### Study text

=-=-=-=-=

Many years ago, I had an opportunity to work on a similar type of system (though more recent than this). In the final round of interviews, one of the executives asked if I would be comfortable working on a device that could deliver a potentially dangerous dose of radiation to a patient. In that moment, my mind flashed to this story. I try to be a careful engineer and I am sure there are many more safeguards in place now, but, in that moment, I realized I would not be able to live with myself if I harmed someone that way. I answered truthfully and he thanked me and we ended things there.
I do not mean this as a judgement on those who do work on systems that can physically harm people. Obviously, we need good engineers to design potentially dangerous systems. It is just how I realized I really don't have the character to do it.
> I do not mean this as a judgement on those who do work on systems that can physically harm people
In industrial non software settings this is not as rare as you'd think, if you research the tower crane, truck crane and rigging industry. Lots of things can kill people. The important part is that we need the appropriate 'belt and suspenders' safety checks and engineering practices to prevent them from doing so.
> In the final round of interviews, one of the executives asked if I would be comfortable working on a device that could deliver a potentially dangerous dose of radiation to a patient
Automotive software engineer here: I've asked the same in interviews.
"We work on multi-ton machines that can kill people" is a frequently uttered statement at work.

=-=-=-=-=

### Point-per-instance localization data

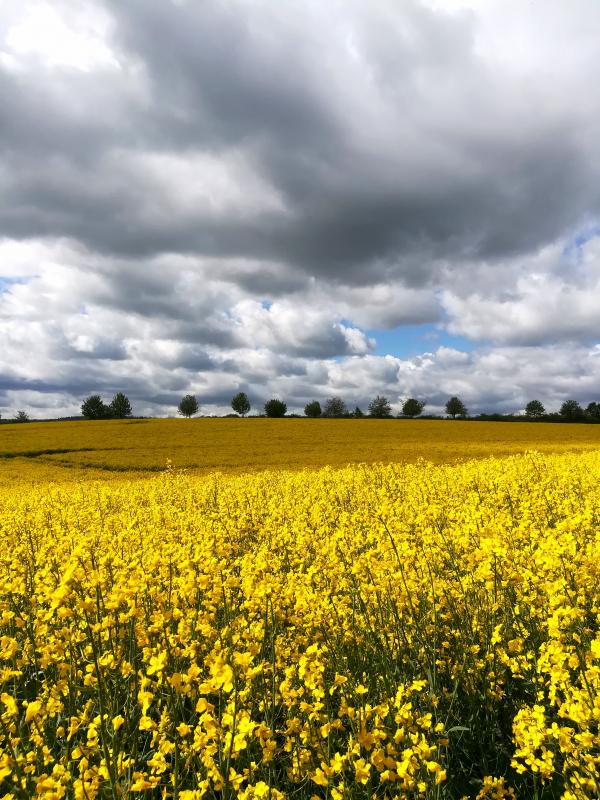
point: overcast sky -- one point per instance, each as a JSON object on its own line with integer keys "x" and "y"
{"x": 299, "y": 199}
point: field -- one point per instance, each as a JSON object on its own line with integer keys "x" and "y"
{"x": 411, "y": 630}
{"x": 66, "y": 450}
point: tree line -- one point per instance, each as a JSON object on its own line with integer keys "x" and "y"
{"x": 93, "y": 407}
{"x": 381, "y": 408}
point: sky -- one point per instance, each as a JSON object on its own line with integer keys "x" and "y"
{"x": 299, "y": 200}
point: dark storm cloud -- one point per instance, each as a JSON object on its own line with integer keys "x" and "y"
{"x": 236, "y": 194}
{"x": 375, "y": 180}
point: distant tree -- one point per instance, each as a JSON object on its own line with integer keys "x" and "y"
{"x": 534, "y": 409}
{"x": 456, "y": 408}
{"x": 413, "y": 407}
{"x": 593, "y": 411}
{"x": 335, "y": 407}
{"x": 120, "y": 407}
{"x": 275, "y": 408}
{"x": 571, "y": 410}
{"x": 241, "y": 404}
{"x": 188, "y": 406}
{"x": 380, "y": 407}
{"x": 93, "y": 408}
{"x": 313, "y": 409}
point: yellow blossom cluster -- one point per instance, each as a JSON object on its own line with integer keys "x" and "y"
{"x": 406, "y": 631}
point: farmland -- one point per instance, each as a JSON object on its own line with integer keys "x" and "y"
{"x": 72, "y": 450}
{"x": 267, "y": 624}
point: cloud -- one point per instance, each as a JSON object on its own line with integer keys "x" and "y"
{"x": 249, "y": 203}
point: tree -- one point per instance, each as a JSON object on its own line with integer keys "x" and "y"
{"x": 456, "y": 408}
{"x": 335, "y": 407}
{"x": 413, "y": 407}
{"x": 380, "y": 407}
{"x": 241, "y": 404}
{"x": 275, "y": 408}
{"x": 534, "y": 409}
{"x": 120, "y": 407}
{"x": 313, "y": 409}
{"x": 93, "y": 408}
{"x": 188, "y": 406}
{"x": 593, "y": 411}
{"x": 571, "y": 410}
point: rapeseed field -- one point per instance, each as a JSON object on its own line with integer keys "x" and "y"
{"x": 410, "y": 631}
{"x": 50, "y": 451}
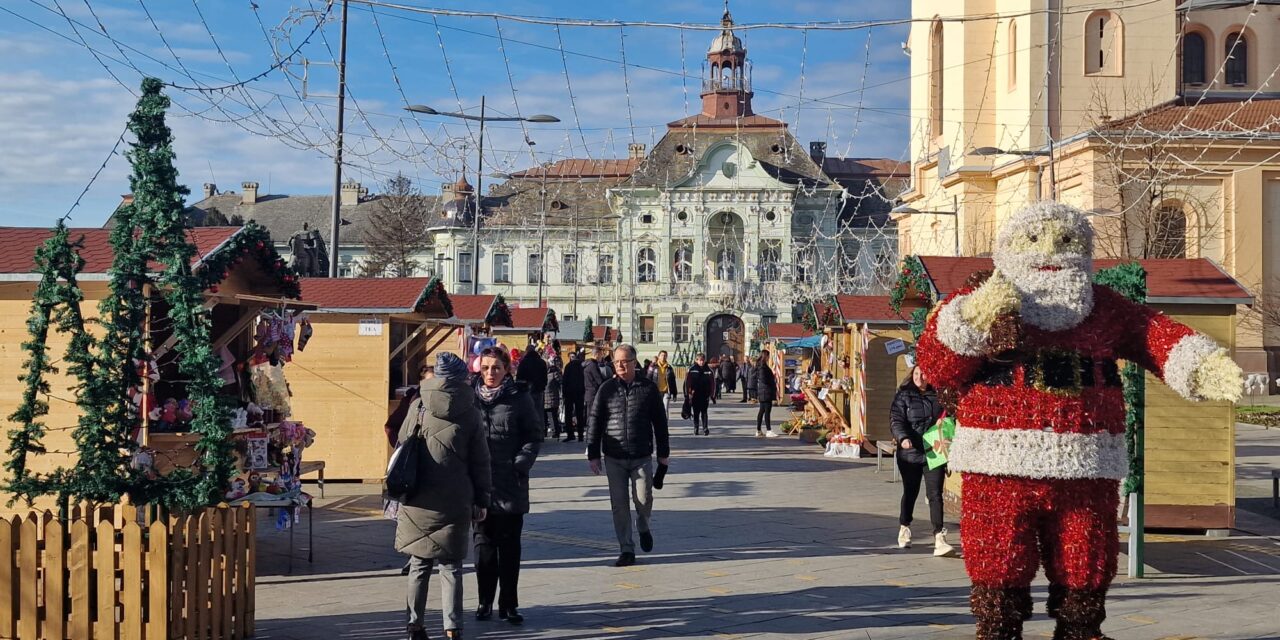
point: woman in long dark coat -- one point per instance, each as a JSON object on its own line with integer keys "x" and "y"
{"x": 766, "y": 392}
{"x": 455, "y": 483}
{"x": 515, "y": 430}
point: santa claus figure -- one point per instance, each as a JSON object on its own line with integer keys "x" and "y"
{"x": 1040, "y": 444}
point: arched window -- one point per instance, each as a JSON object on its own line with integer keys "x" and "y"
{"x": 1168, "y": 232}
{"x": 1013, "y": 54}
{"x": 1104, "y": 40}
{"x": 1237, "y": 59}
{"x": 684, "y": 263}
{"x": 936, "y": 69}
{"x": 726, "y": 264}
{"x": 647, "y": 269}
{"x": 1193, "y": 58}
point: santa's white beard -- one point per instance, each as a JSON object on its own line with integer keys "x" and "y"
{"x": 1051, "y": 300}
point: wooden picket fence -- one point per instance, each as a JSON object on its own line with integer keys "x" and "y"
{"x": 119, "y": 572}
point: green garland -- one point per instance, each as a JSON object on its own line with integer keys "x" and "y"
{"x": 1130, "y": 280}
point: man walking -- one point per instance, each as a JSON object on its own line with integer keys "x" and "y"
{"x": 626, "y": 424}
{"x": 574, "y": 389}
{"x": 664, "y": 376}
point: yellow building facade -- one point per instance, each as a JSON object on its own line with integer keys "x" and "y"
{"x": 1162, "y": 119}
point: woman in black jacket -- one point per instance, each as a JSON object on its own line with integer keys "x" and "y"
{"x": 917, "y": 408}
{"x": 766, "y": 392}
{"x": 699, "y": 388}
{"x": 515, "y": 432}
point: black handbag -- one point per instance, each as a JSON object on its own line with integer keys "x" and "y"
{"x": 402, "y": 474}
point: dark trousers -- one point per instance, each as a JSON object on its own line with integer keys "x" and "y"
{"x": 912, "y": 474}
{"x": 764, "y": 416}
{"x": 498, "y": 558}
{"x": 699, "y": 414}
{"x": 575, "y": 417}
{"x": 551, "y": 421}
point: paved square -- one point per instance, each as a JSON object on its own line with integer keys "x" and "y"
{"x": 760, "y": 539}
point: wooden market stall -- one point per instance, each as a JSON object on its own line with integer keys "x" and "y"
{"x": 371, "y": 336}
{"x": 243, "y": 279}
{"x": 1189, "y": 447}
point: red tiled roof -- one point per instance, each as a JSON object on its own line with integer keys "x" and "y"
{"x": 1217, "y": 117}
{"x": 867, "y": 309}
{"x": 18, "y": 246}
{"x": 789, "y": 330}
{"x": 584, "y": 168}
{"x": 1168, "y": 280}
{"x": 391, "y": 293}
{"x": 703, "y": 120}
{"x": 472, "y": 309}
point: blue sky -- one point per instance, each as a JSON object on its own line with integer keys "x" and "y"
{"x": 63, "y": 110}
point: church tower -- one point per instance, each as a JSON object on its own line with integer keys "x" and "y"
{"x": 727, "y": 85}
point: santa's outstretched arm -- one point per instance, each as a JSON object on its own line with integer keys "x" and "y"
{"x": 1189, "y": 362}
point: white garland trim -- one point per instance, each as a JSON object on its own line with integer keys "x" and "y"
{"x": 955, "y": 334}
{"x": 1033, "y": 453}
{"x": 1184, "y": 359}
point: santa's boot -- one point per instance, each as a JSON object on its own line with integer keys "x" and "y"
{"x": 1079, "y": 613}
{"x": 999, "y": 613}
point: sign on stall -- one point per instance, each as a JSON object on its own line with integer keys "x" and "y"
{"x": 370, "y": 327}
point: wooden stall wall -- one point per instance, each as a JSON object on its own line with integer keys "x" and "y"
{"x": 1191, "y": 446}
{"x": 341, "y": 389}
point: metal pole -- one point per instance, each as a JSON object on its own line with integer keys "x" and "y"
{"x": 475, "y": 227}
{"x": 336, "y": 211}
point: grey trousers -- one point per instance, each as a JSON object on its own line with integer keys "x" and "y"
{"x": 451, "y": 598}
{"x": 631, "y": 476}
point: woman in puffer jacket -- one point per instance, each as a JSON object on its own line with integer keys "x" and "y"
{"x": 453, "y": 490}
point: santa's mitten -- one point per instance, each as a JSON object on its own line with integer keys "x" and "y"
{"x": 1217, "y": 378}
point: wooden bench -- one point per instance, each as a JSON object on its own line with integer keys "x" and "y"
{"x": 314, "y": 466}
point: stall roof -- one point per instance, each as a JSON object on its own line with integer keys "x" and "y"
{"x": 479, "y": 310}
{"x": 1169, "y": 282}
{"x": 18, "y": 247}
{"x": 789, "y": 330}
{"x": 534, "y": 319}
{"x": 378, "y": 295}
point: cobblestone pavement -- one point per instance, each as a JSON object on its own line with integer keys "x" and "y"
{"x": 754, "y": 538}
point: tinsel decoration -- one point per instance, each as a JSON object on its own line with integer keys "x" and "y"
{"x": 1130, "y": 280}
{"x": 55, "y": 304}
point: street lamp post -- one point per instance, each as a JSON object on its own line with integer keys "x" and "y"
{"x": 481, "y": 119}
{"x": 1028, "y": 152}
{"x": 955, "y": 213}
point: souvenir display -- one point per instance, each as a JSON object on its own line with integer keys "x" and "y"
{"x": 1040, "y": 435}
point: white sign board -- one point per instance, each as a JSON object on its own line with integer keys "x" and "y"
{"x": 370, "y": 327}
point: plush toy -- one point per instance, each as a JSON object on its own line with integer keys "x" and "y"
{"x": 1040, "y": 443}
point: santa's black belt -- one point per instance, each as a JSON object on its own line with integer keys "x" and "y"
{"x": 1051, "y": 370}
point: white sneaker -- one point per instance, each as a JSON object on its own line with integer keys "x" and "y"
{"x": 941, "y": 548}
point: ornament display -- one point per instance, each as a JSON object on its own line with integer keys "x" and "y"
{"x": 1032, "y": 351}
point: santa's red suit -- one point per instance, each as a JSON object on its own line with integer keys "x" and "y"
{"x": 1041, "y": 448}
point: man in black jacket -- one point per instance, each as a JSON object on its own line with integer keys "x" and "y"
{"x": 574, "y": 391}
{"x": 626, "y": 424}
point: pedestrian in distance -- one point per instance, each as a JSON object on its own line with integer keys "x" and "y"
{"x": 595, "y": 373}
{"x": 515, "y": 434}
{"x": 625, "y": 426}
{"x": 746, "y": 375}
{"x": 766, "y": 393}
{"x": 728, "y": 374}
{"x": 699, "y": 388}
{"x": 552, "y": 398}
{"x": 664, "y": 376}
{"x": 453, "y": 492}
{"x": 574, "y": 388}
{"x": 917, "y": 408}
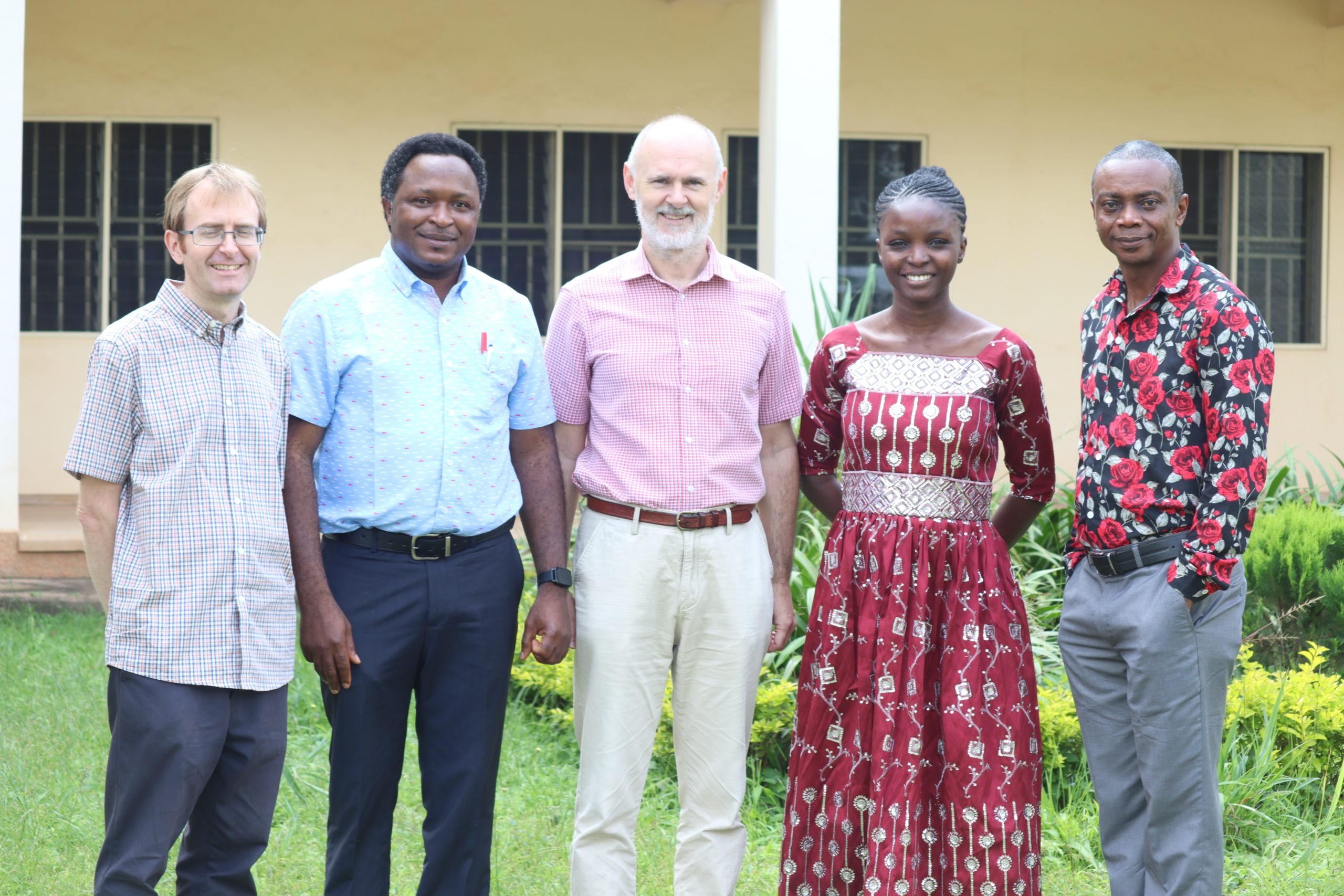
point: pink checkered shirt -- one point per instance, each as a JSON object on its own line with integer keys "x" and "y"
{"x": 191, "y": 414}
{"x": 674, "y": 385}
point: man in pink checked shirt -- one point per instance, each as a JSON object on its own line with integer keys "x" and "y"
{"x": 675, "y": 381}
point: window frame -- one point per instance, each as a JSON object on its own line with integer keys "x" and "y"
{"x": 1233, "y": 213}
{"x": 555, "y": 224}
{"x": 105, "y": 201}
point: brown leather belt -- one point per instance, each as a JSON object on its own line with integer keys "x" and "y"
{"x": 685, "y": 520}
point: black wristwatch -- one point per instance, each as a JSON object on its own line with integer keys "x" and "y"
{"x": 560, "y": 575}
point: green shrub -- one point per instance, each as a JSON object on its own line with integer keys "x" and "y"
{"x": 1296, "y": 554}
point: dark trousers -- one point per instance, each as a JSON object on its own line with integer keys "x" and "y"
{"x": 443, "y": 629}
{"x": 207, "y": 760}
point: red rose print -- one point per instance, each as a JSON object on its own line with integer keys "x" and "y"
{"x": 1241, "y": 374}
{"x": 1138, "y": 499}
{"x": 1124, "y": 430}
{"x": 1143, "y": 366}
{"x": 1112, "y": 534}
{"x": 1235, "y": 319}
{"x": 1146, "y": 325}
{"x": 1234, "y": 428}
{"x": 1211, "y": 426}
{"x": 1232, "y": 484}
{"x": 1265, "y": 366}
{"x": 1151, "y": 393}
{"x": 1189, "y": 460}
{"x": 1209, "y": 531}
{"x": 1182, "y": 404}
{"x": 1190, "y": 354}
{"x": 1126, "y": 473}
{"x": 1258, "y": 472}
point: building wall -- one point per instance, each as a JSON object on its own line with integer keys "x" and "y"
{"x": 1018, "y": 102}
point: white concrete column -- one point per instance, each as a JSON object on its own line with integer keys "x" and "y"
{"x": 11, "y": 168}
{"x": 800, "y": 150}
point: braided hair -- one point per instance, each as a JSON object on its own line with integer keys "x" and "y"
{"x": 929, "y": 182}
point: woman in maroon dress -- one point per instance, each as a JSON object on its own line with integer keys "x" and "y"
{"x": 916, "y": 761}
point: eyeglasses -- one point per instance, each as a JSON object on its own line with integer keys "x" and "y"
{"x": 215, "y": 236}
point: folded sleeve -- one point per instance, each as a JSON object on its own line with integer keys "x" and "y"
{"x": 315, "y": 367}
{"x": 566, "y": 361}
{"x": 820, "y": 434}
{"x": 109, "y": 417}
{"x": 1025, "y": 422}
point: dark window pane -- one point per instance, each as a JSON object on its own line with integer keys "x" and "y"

=-=-=-=-=

### What you need to do
(A) Quote the passage from the discussion of working on dangerous systems, starting at "Many years ago, I" and ending at "ended things there.".
(B) Extend the discussion of working on dangerous systems past its final line.

### Set of answers
(A)
Many years ago, I had an opportunity to work on a similar type of system (though more recent than this). In the final round of interviews, one of the executives asked if I would be comfortable working on a device that could deliver a potentially dangerous dose of radiation to a patient. In that moment, my mind flashed to this story. I try to be a careful engineer and I am sure there are many more safeguards in place now, but, in that moment, I realized I would not be able to live with myself if I harmed someone that way. I answered truthfully and he thanked me and we ended things there.

(B)
I would have considered the fact that for a vast majority of people suffering from cancer, this device helps them instead of harms them. However, I can also imagine leadership at some places trying to move fast and pressure ICs into delivering something that isn't completely bulletproof in the name of bottom line. That is something I would have tried to discern from the executives. Similar tradeoffs have been made before with cars against expected legal costs.
There are plenty of other high stakes software that involve human lives (Uber self driving cars, SpaceX, Patriot missiles) and many of them completely scare me and morally frustrate me as well to the point where I would not like to work on one, but I totally understand if you have a personal profile that is different than mine.
I feel like if you're comfortable working on such software you'd probably be the least qualified person to do so. Seems to me that you can't be paranoid enough when developing these kinds of systems.
I do not mean this as a judgement on those who do work on systems that can physically harm people. Obviously, we need good engineers to design potentially dangerous systems. It is just how I realized I really don't have the character to do it.